● Directive
Swap "Target" for "Label" in every row below, and leave all other text as it is.

═════ Provided data ═════

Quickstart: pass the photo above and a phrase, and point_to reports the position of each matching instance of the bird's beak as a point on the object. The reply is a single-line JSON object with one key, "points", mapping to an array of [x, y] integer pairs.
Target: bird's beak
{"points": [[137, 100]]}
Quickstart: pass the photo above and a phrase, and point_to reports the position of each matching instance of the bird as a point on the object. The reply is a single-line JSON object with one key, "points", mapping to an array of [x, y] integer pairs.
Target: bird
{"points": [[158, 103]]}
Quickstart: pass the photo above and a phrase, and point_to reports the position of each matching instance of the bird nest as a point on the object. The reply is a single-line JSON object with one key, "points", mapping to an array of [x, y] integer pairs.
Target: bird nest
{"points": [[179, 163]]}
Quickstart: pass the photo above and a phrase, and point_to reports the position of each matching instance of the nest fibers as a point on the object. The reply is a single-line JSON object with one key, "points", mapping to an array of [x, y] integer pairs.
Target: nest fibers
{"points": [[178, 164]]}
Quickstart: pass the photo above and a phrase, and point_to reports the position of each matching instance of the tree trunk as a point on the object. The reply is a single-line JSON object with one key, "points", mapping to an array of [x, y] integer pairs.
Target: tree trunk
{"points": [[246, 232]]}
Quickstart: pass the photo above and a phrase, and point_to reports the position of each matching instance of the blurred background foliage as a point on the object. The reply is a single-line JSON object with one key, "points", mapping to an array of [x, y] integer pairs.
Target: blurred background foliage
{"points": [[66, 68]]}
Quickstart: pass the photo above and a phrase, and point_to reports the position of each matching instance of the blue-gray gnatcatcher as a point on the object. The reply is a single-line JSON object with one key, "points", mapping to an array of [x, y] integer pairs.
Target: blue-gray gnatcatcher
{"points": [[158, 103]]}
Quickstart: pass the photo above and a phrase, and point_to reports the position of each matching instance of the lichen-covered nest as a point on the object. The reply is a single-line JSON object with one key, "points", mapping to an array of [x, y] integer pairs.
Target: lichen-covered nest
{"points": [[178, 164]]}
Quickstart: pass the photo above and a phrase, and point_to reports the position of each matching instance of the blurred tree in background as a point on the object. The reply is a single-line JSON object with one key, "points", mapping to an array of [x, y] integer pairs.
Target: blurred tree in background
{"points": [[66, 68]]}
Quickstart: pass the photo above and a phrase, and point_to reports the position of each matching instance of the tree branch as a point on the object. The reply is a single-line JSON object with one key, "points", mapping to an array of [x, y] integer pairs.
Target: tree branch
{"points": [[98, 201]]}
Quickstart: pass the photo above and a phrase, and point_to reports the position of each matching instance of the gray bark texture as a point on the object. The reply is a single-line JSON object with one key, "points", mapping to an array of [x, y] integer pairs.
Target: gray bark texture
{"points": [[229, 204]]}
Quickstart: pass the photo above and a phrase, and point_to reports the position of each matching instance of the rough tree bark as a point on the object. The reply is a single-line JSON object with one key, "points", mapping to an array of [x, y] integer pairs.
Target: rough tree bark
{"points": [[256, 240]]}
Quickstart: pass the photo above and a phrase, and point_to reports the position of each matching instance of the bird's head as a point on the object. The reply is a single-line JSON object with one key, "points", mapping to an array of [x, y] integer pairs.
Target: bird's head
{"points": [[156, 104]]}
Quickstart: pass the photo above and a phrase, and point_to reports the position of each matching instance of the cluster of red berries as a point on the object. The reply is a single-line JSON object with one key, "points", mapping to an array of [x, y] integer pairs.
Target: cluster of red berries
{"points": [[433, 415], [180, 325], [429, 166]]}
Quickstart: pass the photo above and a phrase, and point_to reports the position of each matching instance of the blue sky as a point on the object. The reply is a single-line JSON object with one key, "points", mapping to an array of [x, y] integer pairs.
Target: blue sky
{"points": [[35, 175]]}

═════

● The completed task
Quickstart: pass the photo above and a phrase, and point_to reports the position of each matching instance of the bird's beak as a point on the object. The reply is a single-line JSON object with one key, "points", mapping to an array of [x, y] integer pairs.
Label: bird's beak
{"points": [[137, 100]]}
Quickstart: pass the photo above and a phrase, and point_to reports the position of each matching instance of the bird as a point on the object. The reply is a single-line JSON object with one key, "points", mapping to an array of [x, y] integer pairs.
Label: bird
{"points": [[158, 103]]}
Quickstart: pass the photo above and a phrase, and point_to reports the position of each matching instance of the bird nest as a point on the object. The reply is a single-line JSON object with one key, "points", mapping to an array of [x, y] integer pairs.
Label: bird nest
{"points": [[179, 163]]}
Quickstart: pass the photo above and a phrase, and point_to reports the position of each matching instance of the nest fibers as a point on the object. The reply is a single-line JSON object with one key, "points", mapping to an array of [x, y] integer pairs.
Label: nest fibers
{"points": [[178, 164]]}
Quickstart: pass the photo above and a phrase, and point_to reports the position of each matching instance of the tree trunk as a point on the object. The reply is a single-line JSON object with one key, "points", mapping to an array of [x, y] integer pairs.
Label: tree trunk
{"points": [[246, 232]]}
Quickstart: pass the photo above and a phrase, and point_to reports the position of each matching instance of the blurred background foliage as a point on the object. The reply is a single-line JSON object with one key, "points", mapping to an array of [x, y] integer pairs.
Label: blurred background foliage
{"points": [[66, 68]]}
Quickstart: pass the photo above and a phrase, and point_to reports the position of each matching instance of the blue-gray gnatcatcher as a point on the object. The reply is a single-line JSON object with one key, "points", mapping to an array of [x, y] integer pairs.
Label: blue-gray gnatcatcher
{"points": [[158, 103]]}
Quickstart: pass the photo above and a phrase, and point_to reports the position of each matching instance of the lichen-covered nest as a point on the object. The reply is a single-line JSON object with one key, "points", mapping to an array of [x, y] integer pairs.
Label: lichen-covered nest
{"points": [[178, 164]]}
Quickstart: pass the photo above and a phrase, and point_to reports the position of each matching instance of the blurred tree in background as a point on the object. The reply is a single-line JSON object with one key, "points", mapping to an array of [x, y] integer pairs.
Label: blurred tree in background
{"points": [[66, 68]]}
Quickstart: pass the photo above and a phrase, and point_to reports the position of each matching instance of the tree branch as a point on the object. The reply is a single-line JSON object with one key, "points", mapping to an array of [x, y] integer pairs.
Label: tree branch
{"points": [[98, 201]]}
Quickstart: pass the photo above and a phrase, and point_to reports the position of each matching instance of the gray bark texture as a point on the object. The reply is a single-line JSON object with one key, "points", mapping to an array of [x, y] integer pairs.
Label: gray bark texture
{"points": [[229, 204]]}
Quickstart: pass the photo above and a phrase, and point_to reports the position of each matching instance of the rough tree bark as a point on the object. The reply is a single-line JSON object with one key, "points", mapping to an array of [x, y] integer pairs.
Label: rough tree bark
{"points": [[256, 240]]}
Quickstart: pass the photo above and a phrase, and point_to reports the position of each matching instance of the bird's head as a point on the object. The reply is a single-line JSON object with one key, "points", mapping to an array of [x, y] integer pairs.
Label: bird's head
{"points": [[156, 104]]}
Quickstart: pass the photo above and a phrase, and point_to reports the position of each matching instance of the cluster of red berries as a point on the object. The reply is a single-line JSON object with one key, "points", mapping to an array of [x, y] integer pairs.
Label: cluster of red berries
{"points": [[433, 415], [180, 325], [429, 166]]}
Quickstart: pass the photo above and a phrase, and point_to reports the position of each matching instance of the blue sky as a point on the object. The reply is a single-line JSON object with one key, "points", mapping to an array of [x, y] integer pairs.
Label: blue sky
{"points": [[35, 175]]}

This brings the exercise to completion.